▶ _Selected extract_
┌────────

Celebrating MaCoBioS’s Women in Science

If Science is what you like to do, go for it, society and nature need you!

Within MaCoBioS we are very fortunate to have terrific women scientists contributing to our project. These women are in various stages of their academic career and have been essential to the progress we have achieved within MaCoBioS so far. To celebrate the International Day of Women and Girls in Science this year, we would like to share their thoughts on what they love about being a scientist and their aspirations and messages for women and girls that want to work in Science in the future.

The best part of being a scientist

One of the most exciting parts of doing science is trying to find answers to different questions and working in a collaborative way. It is a questioning process and we share this process with a lot of different people, who nurture it. Interactions between scientists are particularly encouraged in the MaCoBioS project, as it is based on the collaborative work of interdisciplinary teams of 16 different partners.

“Science is about life-long learning and staying relevant, great opportunities for making a real difference, solving challenges, communicating technical science to stakeholders.” Hazel Oxenford​, Professor of Marine Ecology and Fisheries, University of The West Indies.

“I really enjoy contributing with my own perspectives on issues regarding social justice to the MaCoBioS tasks and being able to understand other scientists’ perceptions, ideas and views of the problems coming from their own background. I feel that in science bringing in different perspectives is very enriching and quite fun!” Fabiola Espinoza, PhD Candidate, Lund University.

Scientific work gives us a systematic and practical way to understand the world around us based on observation and fact. It goes hand in hand with logic and reason. This is powerful, because it gives us a framework to address uncertainties, think through problems and make decisions. Through science, we can contribute to solving the most pressing environmental and socio-economic challenges with the final aim of helping society.

Some of our experts in the field (from left to right): Dr Cindy Cornet, Dr Silvia de Juan, Dr Géraldine Pérez

MaCoBioS is a great opportunity and an exciting challenge as it allows us to be part of a brilliant community of scientists that share knowledge and push towards new insights. We contribute to knowledge on marine ecosystem functioning, essential to conservation, and have great networking opportunities.

└────────

▶ _Problem set_
1 > Which women scientists does the MaCoBioS women-in-science article name?
2 > In the MaCoBioS women-in-science article, how many different partners make up the MaCoBioS project?
3 > Proceed with the MaCoBioS women-in-science article, picking up after its final sentence.

▶ _Extracted entries_
┌────────

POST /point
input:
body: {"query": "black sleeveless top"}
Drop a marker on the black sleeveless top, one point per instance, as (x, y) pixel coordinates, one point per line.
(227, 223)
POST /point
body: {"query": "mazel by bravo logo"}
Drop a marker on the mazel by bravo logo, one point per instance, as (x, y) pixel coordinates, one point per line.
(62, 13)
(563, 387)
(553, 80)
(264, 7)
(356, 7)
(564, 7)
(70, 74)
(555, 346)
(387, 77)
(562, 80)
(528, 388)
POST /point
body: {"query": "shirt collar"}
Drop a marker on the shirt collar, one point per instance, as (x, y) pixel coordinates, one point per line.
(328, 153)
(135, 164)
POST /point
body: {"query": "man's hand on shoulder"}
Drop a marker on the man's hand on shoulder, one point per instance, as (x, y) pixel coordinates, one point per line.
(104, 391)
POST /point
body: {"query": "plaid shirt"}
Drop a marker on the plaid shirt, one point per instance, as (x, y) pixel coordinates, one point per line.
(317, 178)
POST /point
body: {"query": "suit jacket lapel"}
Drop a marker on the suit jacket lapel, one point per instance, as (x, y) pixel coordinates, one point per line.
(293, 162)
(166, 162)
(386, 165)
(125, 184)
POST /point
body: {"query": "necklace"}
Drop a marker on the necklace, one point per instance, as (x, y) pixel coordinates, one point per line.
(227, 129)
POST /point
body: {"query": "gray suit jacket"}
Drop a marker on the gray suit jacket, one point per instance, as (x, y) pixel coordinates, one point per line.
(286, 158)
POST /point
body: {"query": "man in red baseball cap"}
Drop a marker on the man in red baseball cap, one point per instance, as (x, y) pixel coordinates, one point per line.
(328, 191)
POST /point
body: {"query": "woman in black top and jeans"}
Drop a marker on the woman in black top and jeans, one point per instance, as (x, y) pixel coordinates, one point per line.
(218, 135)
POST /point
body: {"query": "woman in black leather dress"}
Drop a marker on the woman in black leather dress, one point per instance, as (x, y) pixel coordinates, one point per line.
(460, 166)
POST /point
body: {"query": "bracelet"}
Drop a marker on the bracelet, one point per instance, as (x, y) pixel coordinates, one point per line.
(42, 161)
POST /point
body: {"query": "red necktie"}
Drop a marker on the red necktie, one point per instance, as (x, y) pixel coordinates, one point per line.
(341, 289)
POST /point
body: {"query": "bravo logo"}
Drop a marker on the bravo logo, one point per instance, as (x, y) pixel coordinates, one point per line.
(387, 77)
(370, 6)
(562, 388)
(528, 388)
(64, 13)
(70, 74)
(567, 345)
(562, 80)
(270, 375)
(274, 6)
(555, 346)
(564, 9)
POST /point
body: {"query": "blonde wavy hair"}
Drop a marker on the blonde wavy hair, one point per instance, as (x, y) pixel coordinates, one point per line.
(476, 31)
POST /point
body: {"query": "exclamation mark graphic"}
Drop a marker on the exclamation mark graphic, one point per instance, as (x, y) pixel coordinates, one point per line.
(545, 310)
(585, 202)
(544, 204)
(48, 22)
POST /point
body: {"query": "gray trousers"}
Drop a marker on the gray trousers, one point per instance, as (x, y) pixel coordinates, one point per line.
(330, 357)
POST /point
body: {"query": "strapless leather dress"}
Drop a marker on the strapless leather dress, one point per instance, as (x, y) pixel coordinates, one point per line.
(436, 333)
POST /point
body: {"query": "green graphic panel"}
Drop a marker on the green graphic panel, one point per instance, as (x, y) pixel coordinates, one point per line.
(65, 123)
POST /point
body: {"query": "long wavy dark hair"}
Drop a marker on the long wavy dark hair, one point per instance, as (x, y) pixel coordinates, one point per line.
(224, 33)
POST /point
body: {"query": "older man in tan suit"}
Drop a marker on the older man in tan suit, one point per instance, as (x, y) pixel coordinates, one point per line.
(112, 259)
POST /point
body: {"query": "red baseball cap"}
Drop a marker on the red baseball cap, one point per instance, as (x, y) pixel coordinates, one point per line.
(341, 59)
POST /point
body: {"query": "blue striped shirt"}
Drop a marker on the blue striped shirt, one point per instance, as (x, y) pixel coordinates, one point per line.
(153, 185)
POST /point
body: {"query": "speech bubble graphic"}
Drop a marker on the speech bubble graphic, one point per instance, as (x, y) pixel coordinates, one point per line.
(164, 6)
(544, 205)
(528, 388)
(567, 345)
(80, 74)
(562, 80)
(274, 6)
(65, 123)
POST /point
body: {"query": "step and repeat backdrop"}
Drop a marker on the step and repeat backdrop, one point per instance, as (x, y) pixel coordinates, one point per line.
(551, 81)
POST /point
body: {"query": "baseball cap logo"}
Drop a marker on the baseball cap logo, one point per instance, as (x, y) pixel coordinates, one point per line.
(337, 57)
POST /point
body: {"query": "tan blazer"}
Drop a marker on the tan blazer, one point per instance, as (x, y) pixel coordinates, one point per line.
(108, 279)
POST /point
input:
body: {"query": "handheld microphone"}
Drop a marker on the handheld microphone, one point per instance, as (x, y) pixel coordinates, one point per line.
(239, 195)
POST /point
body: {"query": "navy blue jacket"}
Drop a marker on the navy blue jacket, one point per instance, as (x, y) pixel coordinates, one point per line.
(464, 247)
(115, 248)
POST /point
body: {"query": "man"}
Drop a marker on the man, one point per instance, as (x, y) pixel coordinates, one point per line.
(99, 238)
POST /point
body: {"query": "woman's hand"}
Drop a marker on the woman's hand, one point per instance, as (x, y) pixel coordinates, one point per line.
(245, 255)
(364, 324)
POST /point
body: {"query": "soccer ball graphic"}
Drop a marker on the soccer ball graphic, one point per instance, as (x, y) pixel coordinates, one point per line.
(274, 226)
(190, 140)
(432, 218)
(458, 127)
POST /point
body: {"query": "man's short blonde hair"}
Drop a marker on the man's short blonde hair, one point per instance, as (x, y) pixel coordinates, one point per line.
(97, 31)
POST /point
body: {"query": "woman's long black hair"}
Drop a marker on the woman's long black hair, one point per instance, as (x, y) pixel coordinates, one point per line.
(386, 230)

└────────

▶ _Answer set_
1 > Hazel Oxenford, Fabiola Espinoza, Cindy Cornet, Silvia de Juan, Géraldine Pérez

2 > 16 different partners.

3 >
The future of women in science

Generally inclusiveness in science for all minorities remains a challenge. In too many research institutions, permanent positions with high responsibilities are still too often offered to men while women are often in precarious positions. Women still hold less than 20% of senior roles in universities and research centers, for example. As MaCoBioS we need to continue pushing for equal opportunities in Science, Technology, Engineering and Mathematics. This still requires huge efforts; a small part of it is recognizing work done by the female and minority groups in the scientific community, promoting and rewarding those achievements.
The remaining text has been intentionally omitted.